Considéré depuis des décennies comme l’antidouleur le plus sûr pour les femmes enceintes, le paracétamol fait de nouveau l’objet de vives interrogations. Une étude récente suggère en effet un lien possible entre sa consommation durant la grossesse et une augmentation du risque de troubles neurodéveloppementaux chez l’enfant, comme l’autisme ou le trouble du déficit de l’attention avec hyperactivité (TDAH).
Une vaste analyse scientifique
Publiée en août 2025 dans la revue BMC Environmental Health, cette méta-analyse menée par Andrea Baccarelli (Harvard University) s’appuie sur 46 études regroupant plus de 100 000 participants. Les chercheurs concluent que l’exposition prénatale au paracétamol pourrait être associée à un risque accru de troubles du spectre autistique et de TDAH.
« Nos résultats montrent que les études les plus rigoureuses tendent à confirmer ce lien », explique Diddier Prada, professeur associé à l’Icahn School of Medicine de Mount Sinai, qui a participé aux travaux. Il souligne toutefois que la relation de cause à effet n’est pas prouvée et appelle à la prudence dans l’interprétation.

__DONNÉES FOURNIES__
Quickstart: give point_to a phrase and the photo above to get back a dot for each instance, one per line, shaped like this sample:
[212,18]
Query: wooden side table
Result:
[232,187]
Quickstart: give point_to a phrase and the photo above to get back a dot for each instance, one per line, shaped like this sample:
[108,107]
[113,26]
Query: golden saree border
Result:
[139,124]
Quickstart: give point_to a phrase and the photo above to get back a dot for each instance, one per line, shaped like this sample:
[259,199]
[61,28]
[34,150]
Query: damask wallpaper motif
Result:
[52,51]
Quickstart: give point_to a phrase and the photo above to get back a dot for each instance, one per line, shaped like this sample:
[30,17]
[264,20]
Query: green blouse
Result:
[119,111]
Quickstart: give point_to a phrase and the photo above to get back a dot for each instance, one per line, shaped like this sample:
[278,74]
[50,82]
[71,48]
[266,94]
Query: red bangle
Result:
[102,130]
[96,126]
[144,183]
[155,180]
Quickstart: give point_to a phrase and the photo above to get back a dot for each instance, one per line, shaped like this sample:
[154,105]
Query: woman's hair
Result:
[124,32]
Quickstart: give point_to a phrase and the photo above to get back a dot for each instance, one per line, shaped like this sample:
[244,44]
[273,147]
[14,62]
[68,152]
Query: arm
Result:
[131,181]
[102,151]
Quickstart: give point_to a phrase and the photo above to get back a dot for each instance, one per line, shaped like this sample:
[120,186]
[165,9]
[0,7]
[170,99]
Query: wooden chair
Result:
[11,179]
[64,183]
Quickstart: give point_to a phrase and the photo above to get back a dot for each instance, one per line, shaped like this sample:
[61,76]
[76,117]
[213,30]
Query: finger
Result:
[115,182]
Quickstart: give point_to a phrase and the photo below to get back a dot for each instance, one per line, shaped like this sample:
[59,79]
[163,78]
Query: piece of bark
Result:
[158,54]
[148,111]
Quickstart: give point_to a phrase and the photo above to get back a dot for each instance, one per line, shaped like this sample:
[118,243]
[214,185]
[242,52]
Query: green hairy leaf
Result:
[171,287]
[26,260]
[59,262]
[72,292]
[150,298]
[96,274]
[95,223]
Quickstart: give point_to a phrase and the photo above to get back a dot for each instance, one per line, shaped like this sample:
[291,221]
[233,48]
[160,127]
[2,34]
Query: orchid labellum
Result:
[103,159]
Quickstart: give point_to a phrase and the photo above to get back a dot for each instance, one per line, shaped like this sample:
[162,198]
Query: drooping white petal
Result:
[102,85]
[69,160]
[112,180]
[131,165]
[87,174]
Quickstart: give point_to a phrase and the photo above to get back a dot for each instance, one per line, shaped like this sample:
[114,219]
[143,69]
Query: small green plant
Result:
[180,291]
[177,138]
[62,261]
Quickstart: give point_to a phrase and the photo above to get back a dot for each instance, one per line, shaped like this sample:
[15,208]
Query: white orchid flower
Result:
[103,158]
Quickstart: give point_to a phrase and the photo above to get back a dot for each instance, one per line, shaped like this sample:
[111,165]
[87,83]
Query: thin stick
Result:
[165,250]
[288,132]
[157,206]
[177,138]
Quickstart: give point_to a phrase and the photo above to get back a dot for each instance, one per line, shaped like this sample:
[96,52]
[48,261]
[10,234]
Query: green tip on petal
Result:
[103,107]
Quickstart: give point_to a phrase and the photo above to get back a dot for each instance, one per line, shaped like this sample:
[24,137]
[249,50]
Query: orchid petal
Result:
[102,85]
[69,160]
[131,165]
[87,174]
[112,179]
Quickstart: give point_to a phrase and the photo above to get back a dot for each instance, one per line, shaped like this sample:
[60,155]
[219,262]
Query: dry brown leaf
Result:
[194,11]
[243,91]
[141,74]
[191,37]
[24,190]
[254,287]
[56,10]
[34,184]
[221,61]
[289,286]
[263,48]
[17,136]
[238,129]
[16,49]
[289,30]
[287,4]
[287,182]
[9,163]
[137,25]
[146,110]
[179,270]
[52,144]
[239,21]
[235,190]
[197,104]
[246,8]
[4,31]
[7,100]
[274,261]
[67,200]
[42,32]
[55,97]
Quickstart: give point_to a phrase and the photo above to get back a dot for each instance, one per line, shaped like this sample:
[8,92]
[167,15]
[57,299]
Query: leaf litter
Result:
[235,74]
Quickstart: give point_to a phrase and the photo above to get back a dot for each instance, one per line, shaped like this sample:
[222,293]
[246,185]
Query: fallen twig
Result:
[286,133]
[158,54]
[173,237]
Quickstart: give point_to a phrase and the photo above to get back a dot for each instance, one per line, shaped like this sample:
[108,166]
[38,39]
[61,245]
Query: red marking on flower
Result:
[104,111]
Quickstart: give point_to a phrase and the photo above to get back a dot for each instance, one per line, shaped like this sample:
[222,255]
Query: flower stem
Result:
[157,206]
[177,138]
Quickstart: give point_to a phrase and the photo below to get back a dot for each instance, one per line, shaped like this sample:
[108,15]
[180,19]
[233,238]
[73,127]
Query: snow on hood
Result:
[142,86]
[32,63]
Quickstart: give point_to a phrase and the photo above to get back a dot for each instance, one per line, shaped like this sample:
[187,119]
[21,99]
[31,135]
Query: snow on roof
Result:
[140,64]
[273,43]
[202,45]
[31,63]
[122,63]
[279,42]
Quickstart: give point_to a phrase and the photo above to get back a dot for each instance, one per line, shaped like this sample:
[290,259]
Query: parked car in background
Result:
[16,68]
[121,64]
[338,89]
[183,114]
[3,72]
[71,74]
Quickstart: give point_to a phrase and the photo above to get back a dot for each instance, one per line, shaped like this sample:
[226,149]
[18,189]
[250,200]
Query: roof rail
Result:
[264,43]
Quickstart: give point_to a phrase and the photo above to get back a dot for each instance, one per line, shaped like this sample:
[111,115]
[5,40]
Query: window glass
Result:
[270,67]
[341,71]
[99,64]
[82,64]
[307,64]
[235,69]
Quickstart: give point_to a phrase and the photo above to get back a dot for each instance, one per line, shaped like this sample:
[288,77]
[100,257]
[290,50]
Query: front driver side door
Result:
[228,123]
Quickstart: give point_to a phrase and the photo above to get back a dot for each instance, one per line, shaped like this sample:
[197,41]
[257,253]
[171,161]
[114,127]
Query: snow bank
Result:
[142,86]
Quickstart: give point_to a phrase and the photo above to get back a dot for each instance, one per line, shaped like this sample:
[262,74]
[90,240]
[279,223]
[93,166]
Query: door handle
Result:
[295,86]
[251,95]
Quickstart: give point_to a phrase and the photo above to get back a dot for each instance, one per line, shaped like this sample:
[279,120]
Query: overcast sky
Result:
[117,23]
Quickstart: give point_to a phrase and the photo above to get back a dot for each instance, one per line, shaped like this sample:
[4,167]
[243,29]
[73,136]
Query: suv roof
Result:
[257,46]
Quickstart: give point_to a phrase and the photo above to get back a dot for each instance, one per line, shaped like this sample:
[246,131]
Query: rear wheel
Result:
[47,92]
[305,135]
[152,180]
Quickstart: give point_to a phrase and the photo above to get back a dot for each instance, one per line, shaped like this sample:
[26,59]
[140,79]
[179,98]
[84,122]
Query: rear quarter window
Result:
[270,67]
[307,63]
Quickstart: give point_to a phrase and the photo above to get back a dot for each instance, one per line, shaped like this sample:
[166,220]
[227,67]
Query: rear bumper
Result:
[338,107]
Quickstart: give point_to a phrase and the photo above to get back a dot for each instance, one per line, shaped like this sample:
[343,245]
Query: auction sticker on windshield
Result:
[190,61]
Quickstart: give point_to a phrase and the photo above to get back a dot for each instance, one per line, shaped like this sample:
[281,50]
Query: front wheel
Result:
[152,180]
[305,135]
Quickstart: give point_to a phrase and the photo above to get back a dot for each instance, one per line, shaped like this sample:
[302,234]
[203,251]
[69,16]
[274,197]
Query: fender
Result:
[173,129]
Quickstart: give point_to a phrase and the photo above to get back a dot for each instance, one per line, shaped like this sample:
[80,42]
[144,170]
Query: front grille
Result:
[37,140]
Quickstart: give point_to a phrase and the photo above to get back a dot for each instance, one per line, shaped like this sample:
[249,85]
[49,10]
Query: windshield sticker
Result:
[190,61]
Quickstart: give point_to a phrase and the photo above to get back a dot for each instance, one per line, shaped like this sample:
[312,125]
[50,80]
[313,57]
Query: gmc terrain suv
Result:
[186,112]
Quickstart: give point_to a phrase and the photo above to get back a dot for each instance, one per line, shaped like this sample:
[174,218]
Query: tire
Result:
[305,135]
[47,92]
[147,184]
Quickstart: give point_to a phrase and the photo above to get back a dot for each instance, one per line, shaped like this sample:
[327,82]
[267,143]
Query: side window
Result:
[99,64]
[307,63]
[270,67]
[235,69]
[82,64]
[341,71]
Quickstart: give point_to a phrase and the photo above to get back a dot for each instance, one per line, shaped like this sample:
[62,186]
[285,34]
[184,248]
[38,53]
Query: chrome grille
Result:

__CONSIGNE__
Pour chacune des affirmations suivantes, dites si elle concorde avec le texte sur le paracétamol pendant la grossesse. Répondez par oui ou non, puis recopiez mot pour mot le passage du texte qui permet de trancher.
(a) La méta-analyse repose sur 46 études.
(b) Diddier Prada affirme que la relation de cause à effet est démontrée.
(c) L’étude a été publiée en 2024 dans la revue BMC Environmental Health.

__CORRIGÉ__
(a) Oui : « s’appuie sur 46 études regroupant plus de 100 000 participants ».
(b) Non : « la relation de cause à effet n’est pas prouvée ».
(c) Non : « Publiée en août 2025 dans la revue BMC Environmental Health ».